_Excerpted text_
--
In addition to communicating your interest in what they’re saying, asking someone specific questions can also demonstrate that you’ve been actively listening to them. There’s nothing wrong with asking broader questions as well, but including some that make clear references to what they’ve already told you shows that you’re paying attention and are engaged.

As Boscaljon points out, each conversation plays out differently, so there’s not a set list of questions that will work every time. But, when in doubt, he says you can always fall back on asking what someone means by a specific word or term that they used, or simply asking them to say more about a topic they’ve brought up.

Depending on the situation and type of conversation, you may have another option, according to Boscaljon: Starting off by asking the other person what kind of listening would be most helpful to them. “Some kinds of sharing benefit from many small questions,” he says. “Others are enriched by allowing time for a deeper question to occur, or for words to be found. Knowing an initial way to orient to the speaker will help develop flexible attitudes to listening as you go.”

For example, if your partner comes home from a tough day at work and it’s clear that they want to tell you about it, give them your attention—remaining present as they share details that may not be relevant to you in any way. Still, when it gets to the point in the conversation where you should say something, ask them a question that relates back to what they’ve just told you—perhaps, “Are you going to talk to HR about this?” or “How long are you stuck with him on your team?” or “Has your boss noticed how much he’s slacking off?”
--
_Record set_
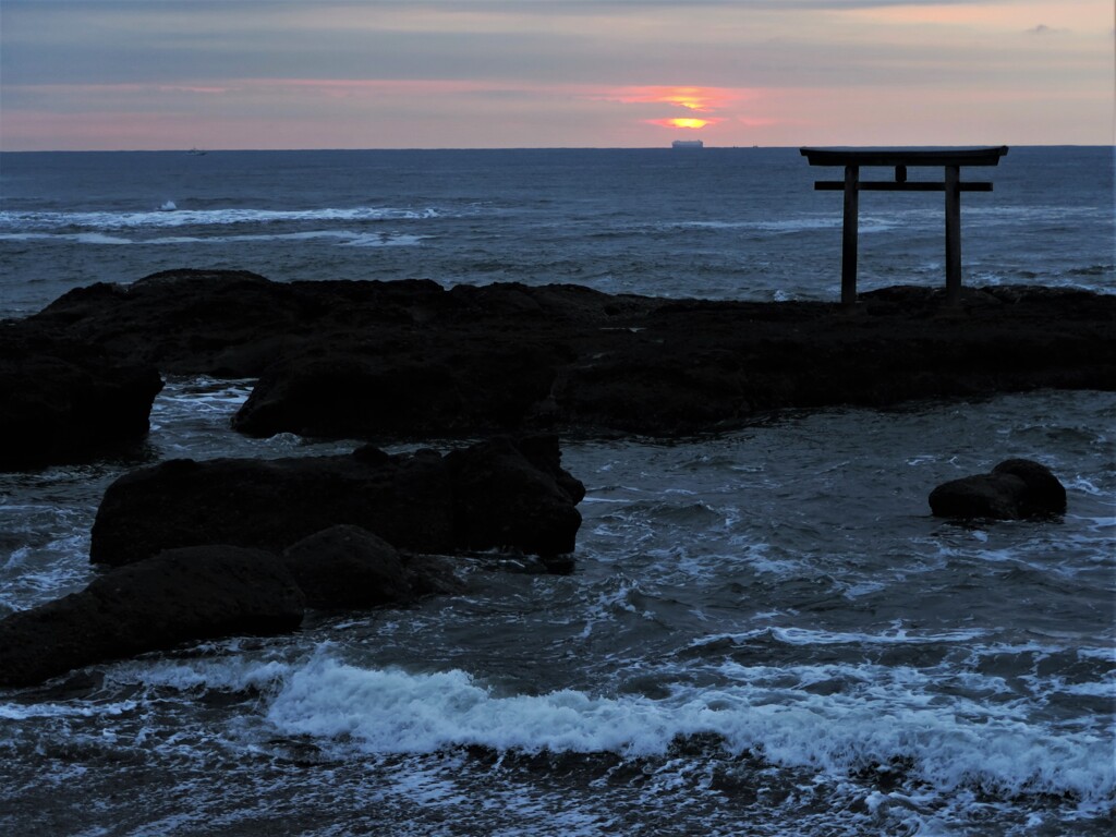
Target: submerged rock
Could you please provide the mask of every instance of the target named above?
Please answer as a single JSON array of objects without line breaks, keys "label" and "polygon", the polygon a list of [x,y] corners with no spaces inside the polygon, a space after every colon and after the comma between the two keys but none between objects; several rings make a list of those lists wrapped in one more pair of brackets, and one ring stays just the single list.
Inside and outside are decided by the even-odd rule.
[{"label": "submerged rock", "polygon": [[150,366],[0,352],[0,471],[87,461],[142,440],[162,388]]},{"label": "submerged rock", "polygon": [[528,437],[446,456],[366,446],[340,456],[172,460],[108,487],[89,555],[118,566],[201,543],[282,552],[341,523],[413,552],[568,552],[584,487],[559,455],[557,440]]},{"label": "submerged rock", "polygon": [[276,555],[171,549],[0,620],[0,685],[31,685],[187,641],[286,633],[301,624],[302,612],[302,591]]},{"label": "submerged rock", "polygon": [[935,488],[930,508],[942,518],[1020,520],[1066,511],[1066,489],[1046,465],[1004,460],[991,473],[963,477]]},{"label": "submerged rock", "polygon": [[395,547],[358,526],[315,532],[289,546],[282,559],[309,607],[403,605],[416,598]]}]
--
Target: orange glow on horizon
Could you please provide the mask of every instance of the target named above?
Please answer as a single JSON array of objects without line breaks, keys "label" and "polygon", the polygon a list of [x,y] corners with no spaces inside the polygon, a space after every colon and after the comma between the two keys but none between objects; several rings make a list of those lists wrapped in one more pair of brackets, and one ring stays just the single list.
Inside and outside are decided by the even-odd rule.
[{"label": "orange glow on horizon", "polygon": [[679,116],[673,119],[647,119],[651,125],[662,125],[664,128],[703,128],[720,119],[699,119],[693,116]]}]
--
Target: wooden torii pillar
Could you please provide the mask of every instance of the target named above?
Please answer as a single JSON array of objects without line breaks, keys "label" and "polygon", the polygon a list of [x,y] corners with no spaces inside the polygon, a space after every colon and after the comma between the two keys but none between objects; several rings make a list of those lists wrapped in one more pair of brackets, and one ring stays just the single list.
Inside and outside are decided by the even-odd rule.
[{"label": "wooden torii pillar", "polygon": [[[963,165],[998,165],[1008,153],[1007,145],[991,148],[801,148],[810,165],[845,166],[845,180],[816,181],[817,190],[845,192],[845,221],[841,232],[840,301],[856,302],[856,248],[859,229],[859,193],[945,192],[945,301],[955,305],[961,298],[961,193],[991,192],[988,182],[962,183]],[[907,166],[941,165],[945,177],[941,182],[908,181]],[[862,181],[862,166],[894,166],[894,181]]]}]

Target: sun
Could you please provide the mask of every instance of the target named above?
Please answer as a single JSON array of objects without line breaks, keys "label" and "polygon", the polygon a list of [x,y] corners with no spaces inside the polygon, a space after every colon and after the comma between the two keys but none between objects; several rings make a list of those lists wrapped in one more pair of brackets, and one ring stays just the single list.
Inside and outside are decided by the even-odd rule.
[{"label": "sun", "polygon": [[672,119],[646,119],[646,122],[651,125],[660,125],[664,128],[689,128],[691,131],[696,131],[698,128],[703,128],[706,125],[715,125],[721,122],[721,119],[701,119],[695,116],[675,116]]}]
--
_Tasks_
**A)** In the text on listening, what does Boscaljon say you can always fall back on asking when you're unsure what to ask?
**B)** Carry on the text on listening from its last sentence.
The records can be left aside.

_Results for the exercise_
**A)** You can ask what someone means by a specific word or term they used, or ask them to say more about a topic they've brought up.

**B)**
Practice

Of course, the best way to develop any skill—including active listening—is to practice. And you don’t need to wait until you’re at work or having a serious conversation with a family member: It’s something you can do even during brief conversations with people you encounter throughout your day, Boscaljon says, like clerks, servers, and drivers, for example.

Why active listening is important

Everyone involved in a conversation benefits from active listening. It makes the person speaking feel heard, respected, and valued. At the same time, the listener walks away with a comprehensive understanding of what was discussed, knowing that they didn’t miss out on crucial information. It’s also a widely applicable skill that you can use in most conversations, including those with colleagues, family members, romantic partners, and friends.

“Active listening is the best way to create mutually supportive, sustainable, and enjoyable relationships,” Boscaljon says. “It not only helps with the practical levels of information sharing, but builds depth and trust with others.”